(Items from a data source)
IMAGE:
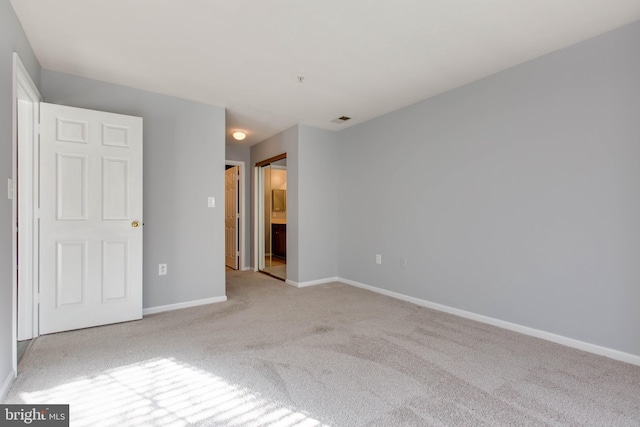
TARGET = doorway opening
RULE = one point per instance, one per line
(234, 215)
(272, 216)
(26, 104)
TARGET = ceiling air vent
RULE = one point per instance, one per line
(341, 120)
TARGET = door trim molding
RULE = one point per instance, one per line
(241, 246)
(21, 80)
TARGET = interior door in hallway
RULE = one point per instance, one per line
(90, 218)
(231, 217)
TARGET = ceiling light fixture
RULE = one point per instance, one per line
(239, 135)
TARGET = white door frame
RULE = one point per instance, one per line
(258, 225)
(26, 91)
(242, 266)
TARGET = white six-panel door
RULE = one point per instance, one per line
(90, 218)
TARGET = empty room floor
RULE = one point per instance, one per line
(329, 354)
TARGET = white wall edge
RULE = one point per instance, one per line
(178, 306)
(312, 282)
(6, 385)
(548, 336)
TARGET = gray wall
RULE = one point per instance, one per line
(184, 155)
(515, 197)
(243, 154)
(284, 142)
(12, 39)
(317, 203)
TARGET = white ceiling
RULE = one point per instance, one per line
(359, 58)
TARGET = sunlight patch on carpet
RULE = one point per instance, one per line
(163, 391)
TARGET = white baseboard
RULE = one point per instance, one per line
(178, 306)
(558, 339)
(6, 385)
(311, 282)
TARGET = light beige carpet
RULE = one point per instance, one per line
(324, 355)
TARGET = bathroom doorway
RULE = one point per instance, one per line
(272, 216)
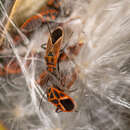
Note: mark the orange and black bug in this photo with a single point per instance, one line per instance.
(62, 101)
(48, 14)
(53, 49)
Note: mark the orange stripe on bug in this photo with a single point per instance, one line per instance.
(62, 101)
(53, 48)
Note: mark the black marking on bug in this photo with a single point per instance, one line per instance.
(54, 101)
(56, 35)
(68, 104)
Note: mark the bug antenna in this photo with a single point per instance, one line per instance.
(40, 104)
(49, 28)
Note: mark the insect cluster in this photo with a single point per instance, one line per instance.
(54, 55)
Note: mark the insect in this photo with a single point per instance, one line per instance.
(62, 101)
(48, 14)
(52, 54)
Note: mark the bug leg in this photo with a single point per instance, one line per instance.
(43, 78)
(74, 77)
(58, 110)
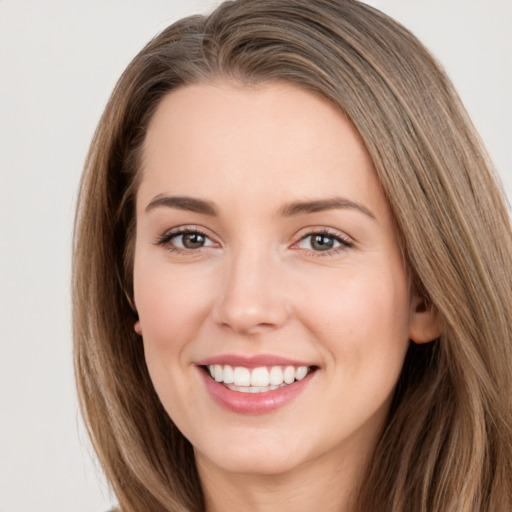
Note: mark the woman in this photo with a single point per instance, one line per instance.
(292, 275)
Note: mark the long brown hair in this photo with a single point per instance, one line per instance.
(448, 443)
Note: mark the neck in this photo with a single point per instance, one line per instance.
(329, 487)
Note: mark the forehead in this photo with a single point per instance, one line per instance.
(270, 141)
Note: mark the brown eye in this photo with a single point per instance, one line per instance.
(192, 240)
(322, 242)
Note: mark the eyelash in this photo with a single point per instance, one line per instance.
(165, 239)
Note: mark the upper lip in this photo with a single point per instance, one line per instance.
(251, 361)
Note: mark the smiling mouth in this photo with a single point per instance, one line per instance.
(257, 380)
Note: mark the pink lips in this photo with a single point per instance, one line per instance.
(253, 403)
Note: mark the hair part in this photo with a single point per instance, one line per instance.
(448, 442)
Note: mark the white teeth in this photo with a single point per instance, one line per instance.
(258, 379)
(242, 376)
(301, 372)
(276, 376)
(289, 374)
(217, 373)
(229, 376)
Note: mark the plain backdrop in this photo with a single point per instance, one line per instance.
(58, 63)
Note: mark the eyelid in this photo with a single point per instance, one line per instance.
(345, 241)
(165, 238)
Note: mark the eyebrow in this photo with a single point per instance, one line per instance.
(201, 206)
(190, 204)
(320, 205)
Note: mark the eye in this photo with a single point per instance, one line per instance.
(323, 241)
(185, 239)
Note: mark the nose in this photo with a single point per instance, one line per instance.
(252, 296)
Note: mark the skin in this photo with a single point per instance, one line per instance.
(259, 286)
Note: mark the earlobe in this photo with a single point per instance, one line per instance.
(136, 326)
(425, 325)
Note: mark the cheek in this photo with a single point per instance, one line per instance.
(171, 304)
(364, 321)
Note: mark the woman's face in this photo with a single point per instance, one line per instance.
(266, 255)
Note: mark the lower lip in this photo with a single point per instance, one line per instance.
(254, 403)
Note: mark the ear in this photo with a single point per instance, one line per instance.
(136, 326)
(424, 323)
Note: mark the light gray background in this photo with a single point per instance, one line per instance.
(58, 63)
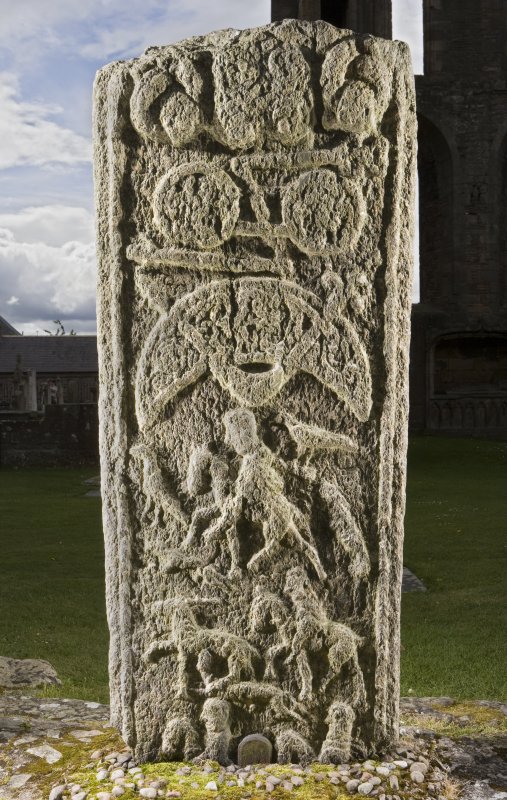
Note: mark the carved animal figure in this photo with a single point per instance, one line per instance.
(189, 640)
(160, 497)
(268, 611)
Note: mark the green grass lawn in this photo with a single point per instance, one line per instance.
(52, 576)
(453, 636)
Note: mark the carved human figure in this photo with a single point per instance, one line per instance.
(253, 194)
(189, 641)
(259, 487)
(315, 632)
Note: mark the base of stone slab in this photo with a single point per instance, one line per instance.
(58, 749)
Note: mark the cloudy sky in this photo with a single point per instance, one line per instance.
(49, 53)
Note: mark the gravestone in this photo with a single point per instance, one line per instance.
(254, 193)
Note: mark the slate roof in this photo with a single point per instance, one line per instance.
(55, 354)
(6, 329)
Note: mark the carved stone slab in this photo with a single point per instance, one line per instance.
(254, 194)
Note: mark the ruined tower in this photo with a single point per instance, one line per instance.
(458, 380)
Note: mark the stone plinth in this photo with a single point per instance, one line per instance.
(254, 194)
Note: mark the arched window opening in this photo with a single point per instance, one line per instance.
(435, 214)
(469, 383)
(335, 12)
(408, 26)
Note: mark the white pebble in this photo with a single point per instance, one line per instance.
(418, 766)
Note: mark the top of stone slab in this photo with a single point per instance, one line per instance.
(172, 104)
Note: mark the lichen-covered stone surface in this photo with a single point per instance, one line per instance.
(254, 193)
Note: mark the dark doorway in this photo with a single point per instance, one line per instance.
(335, 12)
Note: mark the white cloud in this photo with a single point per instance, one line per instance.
(28, 137)
(131, 32)
(105, 28)
(48, 280)
(53, 224)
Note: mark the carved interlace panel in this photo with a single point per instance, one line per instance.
(254, 204)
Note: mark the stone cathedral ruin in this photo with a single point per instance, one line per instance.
(254, 194)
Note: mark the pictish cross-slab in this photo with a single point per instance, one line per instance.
(254, 194)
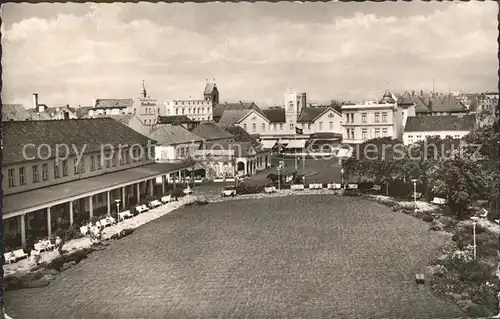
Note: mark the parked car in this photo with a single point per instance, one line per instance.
(228, 191)
(187, 190)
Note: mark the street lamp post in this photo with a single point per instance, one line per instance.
(117, 201)
(415, 193)
(474, 220)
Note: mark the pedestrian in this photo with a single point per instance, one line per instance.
(59, 244)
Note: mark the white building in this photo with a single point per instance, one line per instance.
(419, 128)
(370, 120)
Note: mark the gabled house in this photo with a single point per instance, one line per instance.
(211, 132)
(174, 143)
(418, 128)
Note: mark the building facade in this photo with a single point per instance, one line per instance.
(455, 127)
(196, 110)
(77, 172)
(370, 120)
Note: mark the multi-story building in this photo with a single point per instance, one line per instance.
(197, 110)
(294, 125)
(372, 120)
(61, 173)
(418, 128)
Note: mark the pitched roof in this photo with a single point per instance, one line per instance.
(441, 103)
(276, 115)
(173, 135)
(406, 99)
(241, 149)
(83, 111)
(219, 109)
(440, 123)
(309, 114)
(230, 117)
(113, 103)
(209, 88)
(240, 135)
(210, 131)
(122, 118)
(15, 112)
(174, 119)
(91, 133)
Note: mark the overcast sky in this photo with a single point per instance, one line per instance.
(71, 53)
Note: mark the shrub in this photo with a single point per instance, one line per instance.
(427, 218)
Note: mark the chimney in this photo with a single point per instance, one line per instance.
(35, 101)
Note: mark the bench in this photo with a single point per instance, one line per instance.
(9, 258)
(297, 187)
(125, 214)
(155, 203)
(20, 254)
(270, 190)
(439, 201)
(166, 199)
(84, 230)
(315, 186)
(419, 279)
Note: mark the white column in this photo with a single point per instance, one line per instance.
(71, 213)
(108, 201)
(49, 223)
(23, 231)
(124, 198)
(138, 192)
(91, 206)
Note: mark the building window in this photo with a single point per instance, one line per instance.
(45, 171)
(22, 176)
(11, 173)
(75, 166)
(36, 175)
(82, 165)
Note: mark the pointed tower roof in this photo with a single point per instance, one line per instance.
(143, 89)
(209, 87)
(387, 98)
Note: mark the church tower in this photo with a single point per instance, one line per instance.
(144, 93)
(211, 92)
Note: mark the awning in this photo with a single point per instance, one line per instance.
(268, 144)
(283, 141)
(296, 144)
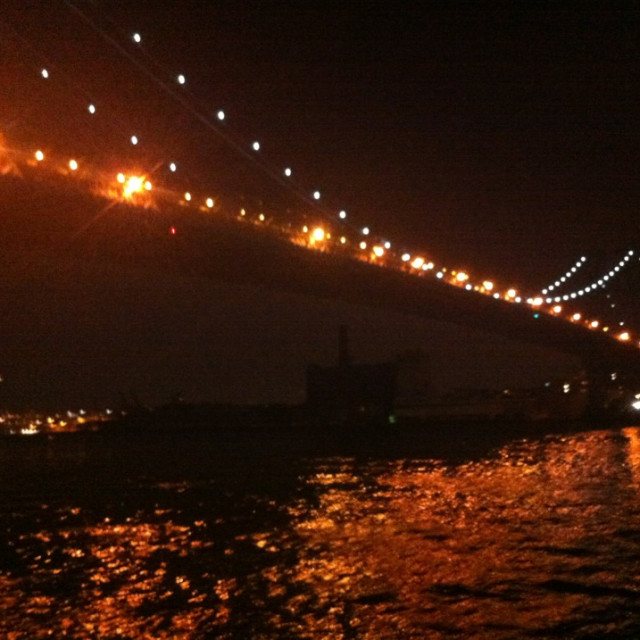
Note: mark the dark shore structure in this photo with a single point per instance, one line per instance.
(347, 393)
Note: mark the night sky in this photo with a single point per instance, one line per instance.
(505, 141)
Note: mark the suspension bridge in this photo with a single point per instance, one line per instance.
(295, 241)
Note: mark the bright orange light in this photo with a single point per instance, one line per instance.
(132, 184)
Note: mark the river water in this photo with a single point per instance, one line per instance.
(173, 536)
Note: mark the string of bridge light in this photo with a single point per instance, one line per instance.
(568, 275)
(377, 249)
(250, 151)
(256, 146)
(599, 283)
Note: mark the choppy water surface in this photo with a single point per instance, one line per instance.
(144, 537)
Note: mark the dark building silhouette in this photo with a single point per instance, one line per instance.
(350, 394)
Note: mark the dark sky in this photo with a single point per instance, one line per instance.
(505, 142)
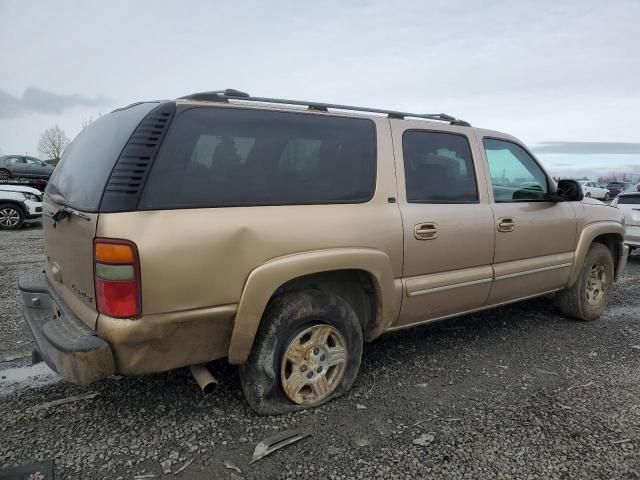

▸ DIRECTIONS: Every line above from the line with "TARGET = interior door in hallway" to the line with "TARGET = empty room floor" is wanted, ends included; write them out exactly and add no other line.

▸ ANSWER BELOW:
TARGET = interior door in hallway
RULE = one point per instance, one per line
(90, 218)
(231, 217)
TARGET = ceiling light fixture
RULE = one point per instance, one per line
(239, 135)
TARGET = white door frame
RULE = one point per instance, one per line
(258, 225)
(26, 91)
(242, 266)
TARGET = white six-panel door
RULE = one point per instance, one per line
(90, 218)
TARGET = empty room floor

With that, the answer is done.